Text provided:
Sebastian Stan, Wyatt Russell talk ‘Thunderbolts*’
Sebastian Stan and Wyatt Russell tell USA TODAY what it was like returning to the Marvel family in “Thunderbolts*.”
Spoiler alert! We’re discussing important plot points and the ending of Marvel’s “Thunderbolts*” (in theaters now), so beware if you haven’t seen it yet.
This not a drill: We’ve got a new team of Avengers. And they’re probably not the folks you expect.
In “Thunderbolts*,” a B-team of Marvel Cinematic Universe supporting players levels up to the A-list, though they have to navigate past traumas – and tussle with one of their own – in an emotional final act.
The movie features Bucky Barnes (Sebastian Stan), the former Winter Soldier, and Russian assassin Yelena Belova (Florence Pugh) forming a team – named after the lowly pee-wee soccer squad Yelena was on as a kid – with fellow antiheroic misfits Red Guardian (David Harbour), John Walker (Wyatt Russell) and Ghost (Hannah John-Kamen).

Information provided:
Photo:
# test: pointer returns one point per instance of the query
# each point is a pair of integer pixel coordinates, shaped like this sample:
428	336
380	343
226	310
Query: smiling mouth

Instructions:
1/ In the Thunderbolts* article, repeat the passage word for word: begin at the words "Sebastian Stan, Wyatt" and stop after "seen it yet.".
2/ According to the Thunderbolts* article, what is the new team named after?

Solutions per task:
1/
Sebastian Stan, Wyatt Russell talk ‘Thunderbolts*’
Sebastian Stan and Wyatt Russell tell USA TODAY what it was like returning to the Marvel family in “Thunderbolts*.”
Spoiler alert! We’re discussing important plot points and the ending of Marvel’s “Thunderbolts*” (in theaters now), so beware if you haven’t seen it yet.

2/ The team is named after the lowly pee-wee soccer squad Yelena was on as a kid.